WHAT THE TASK ASKS:
Replace every occurrence of "point_to(query)" with "locate(query)" in the rows below, and write all the rows out again with everything else left unchanged.

Records from a data source:
────

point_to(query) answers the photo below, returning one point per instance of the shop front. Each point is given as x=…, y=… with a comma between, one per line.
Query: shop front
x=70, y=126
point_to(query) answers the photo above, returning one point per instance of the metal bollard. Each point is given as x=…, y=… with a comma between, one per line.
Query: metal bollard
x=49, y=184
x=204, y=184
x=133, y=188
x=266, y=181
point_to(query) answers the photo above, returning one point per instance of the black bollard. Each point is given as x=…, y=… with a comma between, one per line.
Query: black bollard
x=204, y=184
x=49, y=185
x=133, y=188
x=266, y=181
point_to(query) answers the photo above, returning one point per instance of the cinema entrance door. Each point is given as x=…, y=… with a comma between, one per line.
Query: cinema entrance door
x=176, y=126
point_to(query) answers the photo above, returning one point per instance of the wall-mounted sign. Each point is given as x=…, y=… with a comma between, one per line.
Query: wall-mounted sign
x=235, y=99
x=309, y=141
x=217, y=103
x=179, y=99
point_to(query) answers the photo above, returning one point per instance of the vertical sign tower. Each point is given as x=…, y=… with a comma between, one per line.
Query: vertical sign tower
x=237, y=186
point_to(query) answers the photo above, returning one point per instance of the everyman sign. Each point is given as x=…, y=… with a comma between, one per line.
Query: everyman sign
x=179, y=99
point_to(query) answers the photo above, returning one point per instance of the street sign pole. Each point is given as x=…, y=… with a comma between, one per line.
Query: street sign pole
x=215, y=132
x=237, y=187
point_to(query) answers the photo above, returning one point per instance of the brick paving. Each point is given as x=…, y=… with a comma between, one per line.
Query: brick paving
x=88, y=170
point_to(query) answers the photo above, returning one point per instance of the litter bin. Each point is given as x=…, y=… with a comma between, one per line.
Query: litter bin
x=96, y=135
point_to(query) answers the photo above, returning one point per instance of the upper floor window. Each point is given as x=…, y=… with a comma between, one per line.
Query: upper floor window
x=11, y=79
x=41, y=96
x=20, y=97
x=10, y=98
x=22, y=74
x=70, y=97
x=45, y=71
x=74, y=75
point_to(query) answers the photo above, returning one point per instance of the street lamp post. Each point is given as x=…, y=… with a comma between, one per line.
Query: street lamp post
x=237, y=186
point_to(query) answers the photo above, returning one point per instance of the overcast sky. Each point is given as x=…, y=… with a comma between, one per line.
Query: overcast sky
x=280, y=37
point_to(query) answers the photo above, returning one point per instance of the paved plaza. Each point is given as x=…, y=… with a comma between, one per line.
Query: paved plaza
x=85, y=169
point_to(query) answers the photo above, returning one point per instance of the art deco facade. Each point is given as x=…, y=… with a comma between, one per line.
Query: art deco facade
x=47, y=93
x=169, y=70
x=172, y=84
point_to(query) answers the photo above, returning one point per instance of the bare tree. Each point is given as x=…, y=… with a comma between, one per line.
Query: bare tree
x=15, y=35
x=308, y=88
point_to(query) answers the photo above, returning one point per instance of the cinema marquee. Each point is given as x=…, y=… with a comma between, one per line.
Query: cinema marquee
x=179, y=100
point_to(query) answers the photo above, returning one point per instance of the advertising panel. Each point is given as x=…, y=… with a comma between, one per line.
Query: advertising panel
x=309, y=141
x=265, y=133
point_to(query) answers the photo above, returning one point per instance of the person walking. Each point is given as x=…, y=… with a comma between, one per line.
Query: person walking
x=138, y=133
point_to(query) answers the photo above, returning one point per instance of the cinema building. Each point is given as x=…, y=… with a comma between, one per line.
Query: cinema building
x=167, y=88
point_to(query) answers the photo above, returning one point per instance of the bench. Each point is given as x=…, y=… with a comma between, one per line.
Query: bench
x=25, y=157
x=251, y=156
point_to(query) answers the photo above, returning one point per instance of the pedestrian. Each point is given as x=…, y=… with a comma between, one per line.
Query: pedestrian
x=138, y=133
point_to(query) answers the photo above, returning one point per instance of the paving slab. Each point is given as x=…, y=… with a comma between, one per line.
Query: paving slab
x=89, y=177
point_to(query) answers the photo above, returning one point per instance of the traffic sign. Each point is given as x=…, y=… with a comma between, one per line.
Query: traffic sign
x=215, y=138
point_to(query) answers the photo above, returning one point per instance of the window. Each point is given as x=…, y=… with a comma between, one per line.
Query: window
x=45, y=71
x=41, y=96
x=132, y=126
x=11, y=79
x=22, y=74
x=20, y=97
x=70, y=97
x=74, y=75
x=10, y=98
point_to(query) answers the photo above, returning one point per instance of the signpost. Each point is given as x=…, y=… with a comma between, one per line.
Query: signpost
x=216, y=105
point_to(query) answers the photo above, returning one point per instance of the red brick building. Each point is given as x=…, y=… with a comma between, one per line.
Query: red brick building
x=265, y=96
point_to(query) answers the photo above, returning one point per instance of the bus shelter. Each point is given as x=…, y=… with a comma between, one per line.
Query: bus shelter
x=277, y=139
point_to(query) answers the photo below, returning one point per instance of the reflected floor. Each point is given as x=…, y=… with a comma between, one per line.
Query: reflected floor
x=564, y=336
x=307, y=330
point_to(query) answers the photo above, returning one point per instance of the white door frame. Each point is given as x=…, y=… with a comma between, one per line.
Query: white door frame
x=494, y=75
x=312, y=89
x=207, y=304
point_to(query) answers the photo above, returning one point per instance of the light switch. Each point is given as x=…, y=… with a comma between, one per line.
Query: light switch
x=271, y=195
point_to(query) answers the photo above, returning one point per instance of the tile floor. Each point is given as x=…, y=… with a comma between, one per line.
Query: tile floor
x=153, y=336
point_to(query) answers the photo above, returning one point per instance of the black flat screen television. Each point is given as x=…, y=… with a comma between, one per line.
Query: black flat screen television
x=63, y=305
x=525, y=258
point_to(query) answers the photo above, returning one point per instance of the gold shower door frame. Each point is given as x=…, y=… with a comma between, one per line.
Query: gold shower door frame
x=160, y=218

────

OUTPUT OF THE TASK:
locate(query) answers the photo below, returning one point per instance of the shop front. Each point is given as x=…, y=… with a comma between, one per line.
Query: shop front
x=70, y=126
locate(query) answers the photo above, returning one point per instance of the metal bollard. Each point is given as x=…, y=… with a comma between, one per line.
Query: metal bollard
x=49, y=184
x=204, y=184
x=133, y=188
x=266, y=181
locate(query) answers the photo above, returning one point per instance of the black bollard. Each point is given as x=…, y=… with a comma between, one per line.
Query: black bollard
x=204, y=184
x=49, y=185
x=133, y=188
x=266, y=181
locate(query) answers the photo above, returning one point per instance of the cinema entrance door. Each point is given as x=…, y=… with a comma between, one per line.
Query: cinema entrance door
x=176, y=126
locate(query) answers the photo above, returning one point per instance of the wall-mounted sign. Each point is given as x=…, y=… with a comma between, one per line.
Query: wall-mounted sign
x=235, y=99
x=309, y=141
x=217, y=103
x=179, y=99
locate(query) answers the photo above, returning one point per instance of the vertical sign tower. Each point is given as x=…, y=… with a comma between, one per line.
Query: vertical sign tower
x=237, y=186
locate(query) answers the photo above, returning one point per instance of the everyman sign. Each point is given as x=…, y=… with a comma between, one per line.
Query: everyman sign
x=179, y=99
locate(query) answers the photo above, returning one point per instance of the street sign pole. Each point is given as x=…, y=… with a comma between, one per line.
Query: street sign pole
x=215, y=132
x=237, y=187
locate(query) answers the photo above, returning one point per instance of the brick paving. Each point is given as x=…, y=… with a comma between, one per line.
Query: brick paving
x=88, y=170
locate(query) answers the photo above, returning one point per instance of the litter bin. Each point is given as x=…, y=… with a comma between, one per line.
Query: litter bin
x=96, y=135
locate(query) answers the photo above, returning one point per instance of the upper floor window. Each point is given as x=…, y=… with a comma between, one per line.
Query: upper floor window
x=11, y=79
x=41, y=96
x=20, y=97
x=10, y=98
x=22, y=74
x=70, y=97
x=45, y=71
x=74, y=75
locate(query) answers the photo above, returning one point per instance of the street lamp post. Each point is given as x=…, y=… with a comma between, one per line.
Query: street lamp post
x=237, y=186
locate(query) answers the photo above, returning one point per instance of the overcast sky. Each point is given as x=…, y=… with a comma between, one per line.
Query: overcast sky
x=280, y=37
locate(query) answers the photo above, returning one point per instance of the paved plaza. Each point is given as x=…, y=… with a comma between, one per line.
Query: paved plaza
x=85, y=169
locate(query) answers the photo above, returning one point per instance of the art deco facade. Each point is given as x=…, y=… with a comma between, one per line.
Query: art deco facade
x=47, y=93
x=169, y=70
x=172, y=84
locate(query) answers the photo above, returning one point per instance of the bare tree. Each point is given as x=…, y=… with a comma between, one per line.
Query: bare tree
x=15, y=35
x=308, y=88
locate(query) answers the photo above, returning one point per instance of the cinema marquee. Each point is given as x=…, y=… with a comma between, one per line.
Query: cinema marquee
x=179, y=100
locate(query) answers the photo above, returning one point per instance of the advertising panel. Each point is given as x=…, y=… with a comma between, one per line.
Query: advertising panel
x=309, y=141
x=265, y=133
locate(query) answers the photo above, returning one point per instance of the person walking. Each point is given as x=…, y=… with a comma between, one per line.
Query: person walking
x=138, y=133
locate(query) answers the photo above, returning one point per instance of the cinema building. Each point is given as x=…, y=… with a comma between, one per line.
Query: cinema building
x=167, y=88
locate(query) answers the photo above, returning one point per instance of the bench. Each point is given as x=…, y=… with a comma between, one per line.
Query: bench
x=25, y=157
x=251, y=156
locate(query) answers the photo above, returning one point per instance of the pedestrian. Each point is given as x=…, y=… with a comma between, one per line.
Query: pedestrian
x=138, y=133
locate(query) answers the photo above, returning one point per instance of the paving slab. Each point is given as x=…, y=… with a comma between, one per line.
Query: paving slab
x=89, y=177
locate(query) answers the photo above, returning one point per instance of the traffic sign. Each point is given as x=…, y=… with a comma between, one per line.
Query: traffic sign
x=215, y=138
locate(query) answers the photo above, returning one point per instance of the window. Each point is given as x=…, y=… with a comma between, one per line.
Query: window
x=45, y=71
x=41, y=96
x=132, y=126
x=11, y=79
x=22, y=74
x=20, y=97
x=70, y=97
x=74, y=75
x=10, y=98
locate(query) answers the photo above, returning one point per instance of the signpost. Each point is given as x=…, y=… with a comma between, one per line.
Query: signpost
x=216, y=105
locate(query) answers the photo above, returning one point per instance of the red brick building. Each point is given as x=…, y=… with a comma between, one per line.
Query: red brick building
x=265, y=96
locate(query) answers the photo above, returning one point per instance of the bus shelter. Each point is given as x=…, y=… with a comma between, one per line.
Query: bus shelter
x=277, y=139
locate(query) answers the photo below, returning one point per instance of the reflected floor. Each point is given as x=…, y=… with a comma between, one per line.
Query: reflected floor
x=564, y=336
x=307, y=330
locate(query) answers the photo above, returning one point per instance of the white door frame. Each point is given as x=…, y=… with a comma between, one per line.
Query: white door frame
x=494, y=75
x=312, y=89
x=207, y=304
locate(query) answers the photo above, returning one point per instance of the light switch. Each point is given as x=…, y=… with a comma between, one per line.
Query: light switch
x=271, y=195
locate(query) answers the photo above, returning one point per instance of the tile floor. Each point is given as x=…, y=… with a comma between, one per line.
Query: tile floor
x=153, y=336
locate(query) answers the photo above, returning one point per instance of the black flat screen television. Each point is given as x=…, y=… with a comma between, one per line.
Query: black flat screen television
x=63, y=305
x=525, y=258
locate(query) answers the photo above, returning one point per instance of the gold shower door frame. Each point is given as x=…, y=… with a comma between, one per line.
Query: gold shower door frame
x=160, y=218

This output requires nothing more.